**AVAILABLE DATA**
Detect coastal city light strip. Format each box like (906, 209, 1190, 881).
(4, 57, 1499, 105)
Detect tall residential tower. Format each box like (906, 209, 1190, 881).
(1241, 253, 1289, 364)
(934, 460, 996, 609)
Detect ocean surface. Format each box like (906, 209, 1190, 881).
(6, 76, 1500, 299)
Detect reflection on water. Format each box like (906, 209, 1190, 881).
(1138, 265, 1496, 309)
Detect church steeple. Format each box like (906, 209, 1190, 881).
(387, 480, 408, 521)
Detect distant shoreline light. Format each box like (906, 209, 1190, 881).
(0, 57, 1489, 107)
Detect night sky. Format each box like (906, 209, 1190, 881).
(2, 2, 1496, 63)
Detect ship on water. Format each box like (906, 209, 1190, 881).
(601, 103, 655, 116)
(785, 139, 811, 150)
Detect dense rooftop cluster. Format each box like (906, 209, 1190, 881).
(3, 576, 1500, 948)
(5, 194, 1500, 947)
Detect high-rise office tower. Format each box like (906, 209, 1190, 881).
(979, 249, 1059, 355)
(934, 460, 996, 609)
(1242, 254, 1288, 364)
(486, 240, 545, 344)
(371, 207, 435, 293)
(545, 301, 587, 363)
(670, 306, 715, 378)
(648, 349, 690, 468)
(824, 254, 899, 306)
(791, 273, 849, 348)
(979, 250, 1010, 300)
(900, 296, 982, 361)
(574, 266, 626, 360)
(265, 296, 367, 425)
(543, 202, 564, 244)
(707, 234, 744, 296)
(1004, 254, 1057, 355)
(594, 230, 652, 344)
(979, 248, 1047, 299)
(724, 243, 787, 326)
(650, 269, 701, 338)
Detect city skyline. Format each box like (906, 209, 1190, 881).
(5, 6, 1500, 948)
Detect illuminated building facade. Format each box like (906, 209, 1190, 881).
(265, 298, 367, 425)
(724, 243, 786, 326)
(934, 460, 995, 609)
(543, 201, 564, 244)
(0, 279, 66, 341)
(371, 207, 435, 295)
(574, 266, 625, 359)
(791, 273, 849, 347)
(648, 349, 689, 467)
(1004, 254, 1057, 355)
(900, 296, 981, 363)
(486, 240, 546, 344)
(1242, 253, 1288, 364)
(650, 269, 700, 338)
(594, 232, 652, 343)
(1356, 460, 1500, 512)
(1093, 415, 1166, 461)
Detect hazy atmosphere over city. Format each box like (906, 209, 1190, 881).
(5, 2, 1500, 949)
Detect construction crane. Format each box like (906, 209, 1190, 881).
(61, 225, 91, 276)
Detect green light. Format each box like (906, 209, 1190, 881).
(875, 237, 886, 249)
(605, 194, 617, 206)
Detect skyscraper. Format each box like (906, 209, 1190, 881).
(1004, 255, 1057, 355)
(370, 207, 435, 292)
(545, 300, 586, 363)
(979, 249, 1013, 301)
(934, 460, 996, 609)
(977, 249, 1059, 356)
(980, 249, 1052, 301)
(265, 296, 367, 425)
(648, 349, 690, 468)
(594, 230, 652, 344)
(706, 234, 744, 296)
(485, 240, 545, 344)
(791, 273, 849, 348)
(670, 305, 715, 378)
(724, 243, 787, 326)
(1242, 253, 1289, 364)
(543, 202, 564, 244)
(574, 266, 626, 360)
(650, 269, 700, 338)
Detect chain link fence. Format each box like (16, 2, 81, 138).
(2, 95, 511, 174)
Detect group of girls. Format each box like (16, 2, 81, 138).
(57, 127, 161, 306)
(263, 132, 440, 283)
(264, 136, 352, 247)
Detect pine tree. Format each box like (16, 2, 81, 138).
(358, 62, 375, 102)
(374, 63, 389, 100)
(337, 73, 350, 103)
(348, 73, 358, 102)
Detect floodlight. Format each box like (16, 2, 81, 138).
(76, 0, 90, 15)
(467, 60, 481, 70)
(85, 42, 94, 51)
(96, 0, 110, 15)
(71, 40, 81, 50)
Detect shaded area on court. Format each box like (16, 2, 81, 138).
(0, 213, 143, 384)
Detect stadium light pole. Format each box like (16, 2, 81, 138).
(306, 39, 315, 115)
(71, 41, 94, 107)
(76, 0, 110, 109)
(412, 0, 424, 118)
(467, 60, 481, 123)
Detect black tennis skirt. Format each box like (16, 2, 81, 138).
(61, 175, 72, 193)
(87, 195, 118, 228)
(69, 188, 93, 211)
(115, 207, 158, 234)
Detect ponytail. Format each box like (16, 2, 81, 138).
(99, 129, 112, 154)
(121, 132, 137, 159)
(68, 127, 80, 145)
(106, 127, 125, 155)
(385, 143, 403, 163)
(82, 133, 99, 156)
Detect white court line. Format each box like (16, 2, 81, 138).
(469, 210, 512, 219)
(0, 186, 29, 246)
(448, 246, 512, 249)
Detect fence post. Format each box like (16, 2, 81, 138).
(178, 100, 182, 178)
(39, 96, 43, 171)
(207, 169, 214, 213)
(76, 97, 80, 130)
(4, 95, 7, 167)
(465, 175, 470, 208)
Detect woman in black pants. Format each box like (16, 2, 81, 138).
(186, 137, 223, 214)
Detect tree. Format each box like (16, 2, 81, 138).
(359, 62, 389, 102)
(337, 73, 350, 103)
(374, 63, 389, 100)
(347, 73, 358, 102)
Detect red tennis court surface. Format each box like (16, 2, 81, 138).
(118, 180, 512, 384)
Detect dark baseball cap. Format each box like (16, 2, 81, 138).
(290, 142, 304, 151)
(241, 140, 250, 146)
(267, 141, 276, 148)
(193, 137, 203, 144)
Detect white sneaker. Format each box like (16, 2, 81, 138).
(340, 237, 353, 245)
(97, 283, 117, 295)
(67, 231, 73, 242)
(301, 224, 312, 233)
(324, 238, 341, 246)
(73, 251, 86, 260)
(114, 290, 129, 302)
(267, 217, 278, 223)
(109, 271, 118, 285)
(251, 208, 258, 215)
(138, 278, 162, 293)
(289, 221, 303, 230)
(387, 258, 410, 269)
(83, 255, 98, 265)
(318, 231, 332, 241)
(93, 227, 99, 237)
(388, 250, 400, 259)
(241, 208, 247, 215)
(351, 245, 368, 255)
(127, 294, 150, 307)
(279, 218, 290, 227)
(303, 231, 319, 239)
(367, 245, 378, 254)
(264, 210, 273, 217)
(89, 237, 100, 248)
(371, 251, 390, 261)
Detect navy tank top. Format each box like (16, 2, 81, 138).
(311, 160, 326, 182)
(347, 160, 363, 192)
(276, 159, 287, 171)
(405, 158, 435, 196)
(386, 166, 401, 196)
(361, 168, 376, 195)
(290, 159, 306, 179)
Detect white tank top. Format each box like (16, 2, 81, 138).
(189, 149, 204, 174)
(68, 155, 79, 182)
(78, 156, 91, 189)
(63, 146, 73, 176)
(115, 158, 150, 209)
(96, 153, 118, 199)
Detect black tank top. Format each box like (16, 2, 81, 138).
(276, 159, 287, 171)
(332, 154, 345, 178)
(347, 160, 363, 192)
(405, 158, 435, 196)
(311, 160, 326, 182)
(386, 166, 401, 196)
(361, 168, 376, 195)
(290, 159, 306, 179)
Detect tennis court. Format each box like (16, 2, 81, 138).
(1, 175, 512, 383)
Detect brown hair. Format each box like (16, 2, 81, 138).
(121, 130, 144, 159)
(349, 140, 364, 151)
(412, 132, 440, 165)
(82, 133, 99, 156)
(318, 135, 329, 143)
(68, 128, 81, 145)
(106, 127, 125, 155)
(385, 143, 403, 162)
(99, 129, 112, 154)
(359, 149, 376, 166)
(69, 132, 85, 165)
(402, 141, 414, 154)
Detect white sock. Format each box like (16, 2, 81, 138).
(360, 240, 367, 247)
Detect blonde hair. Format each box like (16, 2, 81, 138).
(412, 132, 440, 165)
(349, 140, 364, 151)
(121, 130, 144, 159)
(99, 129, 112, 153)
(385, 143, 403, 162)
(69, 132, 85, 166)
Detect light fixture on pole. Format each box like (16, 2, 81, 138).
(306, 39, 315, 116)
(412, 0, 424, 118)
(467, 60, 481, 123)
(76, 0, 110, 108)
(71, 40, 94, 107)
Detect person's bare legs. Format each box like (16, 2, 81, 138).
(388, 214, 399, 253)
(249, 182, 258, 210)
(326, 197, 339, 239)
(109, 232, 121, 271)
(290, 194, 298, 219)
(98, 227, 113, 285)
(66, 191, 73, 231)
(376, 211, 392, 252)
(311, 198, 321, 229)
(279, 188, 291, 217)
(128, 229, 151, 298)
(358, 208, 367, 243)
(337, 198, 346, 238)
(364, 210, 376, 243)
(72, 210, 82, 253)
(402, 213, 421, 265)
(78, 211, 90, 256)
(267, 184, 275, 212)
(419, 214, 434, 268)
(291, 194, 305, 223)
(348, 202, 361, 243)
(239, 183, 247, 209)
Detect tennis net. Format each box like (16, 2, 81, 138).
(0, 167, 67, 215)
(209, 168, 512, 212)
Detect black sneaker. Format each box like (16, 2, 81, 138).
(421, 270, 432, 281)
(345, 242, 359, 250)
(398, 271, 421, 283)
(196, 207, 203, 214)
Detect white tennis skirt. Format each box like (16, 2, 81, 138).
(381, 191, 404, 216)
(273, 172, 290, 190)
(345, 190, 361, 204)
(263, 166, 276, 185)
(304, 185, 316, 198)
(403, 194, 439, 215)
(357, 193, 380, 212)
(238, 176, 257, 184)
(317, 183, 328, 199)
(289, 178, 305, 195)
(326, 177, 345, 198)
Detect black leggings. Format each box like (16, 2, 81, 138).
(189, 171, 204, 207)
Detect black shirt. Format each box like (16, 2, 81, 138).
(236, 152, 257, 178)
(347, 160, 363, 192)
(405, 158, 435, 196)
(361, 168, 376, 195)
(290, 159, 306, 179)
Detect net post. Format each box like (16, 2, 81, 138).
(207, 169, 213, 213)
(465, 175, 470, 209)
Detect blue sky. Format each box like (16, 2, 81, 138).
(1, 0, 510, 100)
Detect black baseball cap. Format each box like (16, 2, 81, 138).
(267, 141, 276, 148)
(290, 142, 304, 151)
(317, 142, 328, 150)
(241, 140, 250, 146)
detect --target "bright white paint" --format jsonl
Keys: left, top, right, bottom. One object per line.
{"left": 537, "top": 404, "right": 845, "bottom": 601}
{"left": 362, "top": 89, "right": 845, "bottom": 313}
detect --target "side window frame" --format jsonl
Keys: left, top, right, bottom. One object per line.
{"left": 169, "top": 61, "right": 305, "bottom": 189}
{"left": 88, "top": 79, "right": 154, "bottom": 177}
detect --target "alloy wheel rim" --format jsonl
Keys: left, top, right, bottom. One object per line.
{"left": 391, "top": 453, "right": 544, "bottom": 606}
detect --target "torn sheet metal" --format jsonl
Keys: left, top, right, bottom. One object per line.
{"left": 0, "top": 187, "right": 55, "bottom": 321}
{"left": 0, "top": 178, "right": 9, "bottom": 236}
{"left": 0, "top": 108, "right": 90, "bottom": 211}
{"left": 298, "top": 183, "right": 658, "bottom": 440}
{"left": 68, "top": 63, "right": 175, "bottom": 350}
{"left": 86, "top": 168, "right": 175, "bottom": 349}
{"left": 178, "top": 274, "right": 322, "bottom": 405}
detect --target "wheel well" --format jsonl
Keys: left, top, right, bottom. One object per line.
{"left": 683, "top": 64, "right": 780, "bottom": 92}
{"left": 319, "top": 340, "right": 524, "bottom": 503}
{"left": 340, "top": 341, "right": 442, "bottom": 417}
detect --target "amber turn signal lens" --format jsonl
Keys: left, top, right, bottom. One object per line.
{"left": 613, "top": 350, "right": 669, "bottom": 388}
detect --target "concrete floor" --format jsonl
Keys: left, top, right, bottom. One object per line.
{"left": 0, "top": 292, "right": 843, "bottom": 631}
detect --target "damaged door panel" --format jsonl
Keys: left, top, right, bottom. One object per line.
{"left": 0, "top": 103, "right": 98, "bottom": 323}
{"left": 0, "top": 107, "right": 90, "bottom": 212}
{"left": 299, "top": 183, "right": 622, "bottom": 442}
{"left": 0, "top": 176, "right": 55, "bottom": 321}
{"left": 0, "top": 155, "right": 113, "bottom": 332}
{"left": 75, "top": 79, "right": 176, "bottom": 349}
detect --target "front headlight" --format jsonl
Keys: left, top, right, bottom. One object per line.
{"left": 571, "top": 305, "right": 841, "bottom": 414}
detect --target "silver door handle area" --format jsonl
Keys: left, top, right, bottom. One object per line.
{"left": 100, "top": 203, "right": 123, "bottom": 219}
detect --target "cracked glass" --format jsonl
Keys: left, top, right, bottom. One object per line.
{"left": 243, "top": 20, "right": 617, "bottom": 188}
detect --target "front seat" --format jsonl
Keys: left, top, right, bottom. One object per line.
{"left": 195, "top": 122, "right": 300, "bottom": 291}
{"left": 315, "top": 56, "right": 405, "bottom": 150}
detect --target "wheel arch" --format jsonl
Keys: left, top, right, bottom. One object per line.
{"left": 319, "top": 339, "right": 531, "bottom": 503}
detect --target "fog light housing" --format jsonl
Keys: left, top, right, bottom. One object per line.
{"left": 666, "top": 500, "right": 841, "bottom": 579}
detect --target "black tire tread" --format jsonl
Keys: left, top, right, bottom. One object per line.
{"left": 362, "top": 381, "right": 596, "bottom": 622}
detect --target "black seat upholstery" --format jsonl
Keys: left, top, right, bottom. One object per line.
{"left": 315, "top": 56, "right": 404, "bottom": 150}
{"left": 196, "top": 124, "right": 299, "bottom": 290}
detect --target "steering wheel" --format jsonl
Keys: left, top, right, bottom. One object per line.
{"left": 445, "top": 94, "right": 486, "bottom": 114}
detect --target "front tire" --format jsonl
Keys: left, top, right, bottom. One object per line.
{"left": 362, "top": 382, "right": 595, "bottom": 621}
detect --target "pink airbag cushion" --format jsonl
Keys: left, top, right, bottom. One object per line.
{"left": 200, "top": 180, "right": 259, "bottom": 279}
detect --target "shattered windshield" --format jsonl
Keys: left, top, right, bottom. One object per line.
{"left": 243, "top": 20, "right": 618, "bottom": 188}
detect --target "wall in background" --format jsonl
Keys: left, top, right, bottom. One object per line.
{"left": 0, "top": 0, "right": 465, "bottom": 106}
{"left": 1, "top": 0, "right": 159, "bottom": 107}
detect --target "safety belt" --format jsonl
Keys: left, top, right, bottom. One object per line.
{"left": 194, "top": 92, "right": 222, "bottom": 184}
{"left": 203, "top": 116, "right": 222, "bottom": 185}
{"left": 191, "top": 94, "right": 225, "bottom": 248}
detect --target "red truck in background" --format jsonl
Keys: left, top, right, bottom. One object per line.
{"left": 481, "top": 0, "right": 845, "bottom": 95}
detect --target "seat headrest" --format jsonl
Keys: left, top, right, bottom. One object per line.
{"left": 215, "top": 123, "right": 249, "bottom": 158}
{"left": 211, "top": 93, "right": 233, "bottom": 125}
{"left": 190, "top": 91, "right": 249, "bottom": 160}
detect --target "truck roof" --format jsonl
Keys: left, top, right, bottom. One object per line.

**BRIEF**
Looking at the records above, say how many lines hold the string "wheel". Write nothing but the number.

**RESULT OF THIS TASK**
4